Yazımın bundan sonrasında Trunzo’nun sözlerine yer vereceğim. Haydi, onu dinleyelim:

Donna, Parkinson hastası olduğunu öğrenmeden önce, yani 58 yaşına kadar kendini müzisyen, yoğun bir profesyonel, gönüllü, anne ve büyük anne olarak tanımlıyordu. Teşhisten sonra ise kendisini bir hasta olarak düşünmeye başladı. O zamana kadar hayatına anlam veren faaliyetlere ayırdığı vakit artık bambaşka şeylerin kontrolündeydi: Doktor randevuları, teşhis amaçlı testler, aldığı ilaçların etkileri, hastalık belirtilerinin sürekli gözlem altında tutulması… Donna inanılmaz ve yadsınamaz bir kayıp yaşıyordu.

Ne yazık ki Donna’nın içinde bulunduğu gibi bir durumla mücadele eden çok sayıda insan var. İnsanlığı etkileyen kronik hastalıkların ancak kısa bir listesini verebilirim: Kalp hastalıkları, eklem iltihabı, doku sertleşmeleri, diyabet, depresyon, kanser, astım, Crohn hastalığı, kistik fibrozis, otoimmün hastalıklar, kronik yorgunluk hastalığı… Dünyada beş ölümden üçünün kalp hastalıkları, kronik akciğer hastalıkları, kanser ya da diyabetle ilişkili olduğu biliniyor. Dahası, yetişkinlerin neredeyse üçte biri birden fazla kronik hastalık belirtisi taşırken bir yandan da yetersiz sağlık hizmetlerine ve güç mali koşullara rağmen tedavi görmeye çalışıyor.

Bu hastalıklar nasıl engellenir ve dünyadaki sağlık krizini nasıl çözeriz? Elbette bu soruların cevabı bende değil. Ya da bunlara karşı kökten çözümlerim olduğunu iddia edemem. Epidemiyolojist, sağlık uzmanı, ekonomist ya da hekim değilim. Ama klinik psikolog kimliğimle her gün kronik hastalıkların kıskacında yaşamlarını sürdürmeye çalışan pek çok insanla bir araya geliyorum. İster kanser, Parkinson, kistik fibrozis, obezite veya kalp rahatsızlıkları gibi hastalıklar ister depresyon, kaygı bozukluğu, travma, bipolar bozukluk gibi ruhsal sağlık sorunları olsun bu türden kronik hastalıklarla mücadele eden insanların daha iyi, daha anlamlı yaşamlar sürmesini sağlayacak bazı birleştirici ilkeler var. Benim yaklaşımım kabullenme ve kararlılık olarak bilinen terapötik bakış açısından besleniyor.

[Bir veri kümesinden kayıtlar]
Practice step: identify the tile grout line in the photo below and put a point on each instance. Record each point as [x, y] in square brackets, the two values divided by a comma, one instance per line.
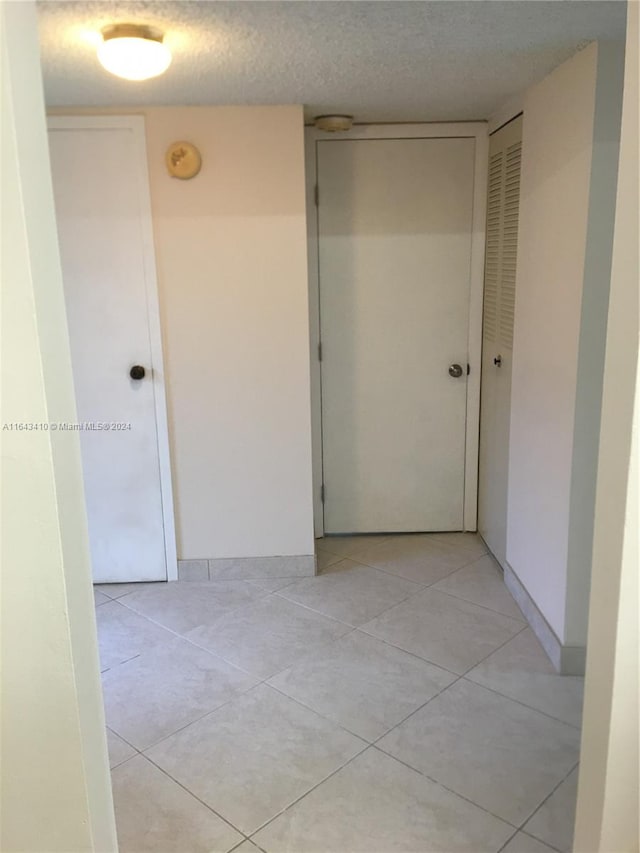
[350, 624]
[445, 787]
[517, 701]
[373, 745]
[245, 837]
[306, 793]
[475, 603]
[538, 807]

-- Yapılacak iş 1 --
Alıntıdaki "Ne yazık ki" ifadesiyle başlayıp "tedavi görmeye çalışıyor." ifadesine kadar süren kısmı kelimesi kelimesine aktarın.
-- Yapılacak iş 2 --
Alıntıya göre dünyada beş ölümden kaçı kalp hastalıkları, kronik akciğer hastalıkları, kanser ya da diyabetle ilişkilidir?

-- Alıştırma cevabı 1 --
Ne yazık ki Donna’nın içinde bulunduğu gibi bir durumla mücadele eden çok sayıda insan var. İnsanlığı etkileyen kronik hastalıkların ancak kısa bir listesini verebilirim: Kalp hastalıkları, eklem iltihabı, doku sertleşmeleri, diyabet, depresyon, kanser, astım, Crohn hastalığı, kistik fibrozis, otoimmün hastalıklar, kronik yorgunluk hastalığı… Dünyada beş ölümden üçünün kalp hastalıkları, kronik akciğer hastalıkları, kanser ya da diyabetle ilişkili olduğu biliniyor. Dahası, yetişkinlerin neredeyse üçte biri birden fazla kronik hastalık belirtisi taşırken bir yandan da yetersiz sağlık hizmetlerine ve güç mali koşullara rağmen tedavi görmeye çalışıyor.

-- Alıştırma cevabı 2 --
Beş ölümden üçü.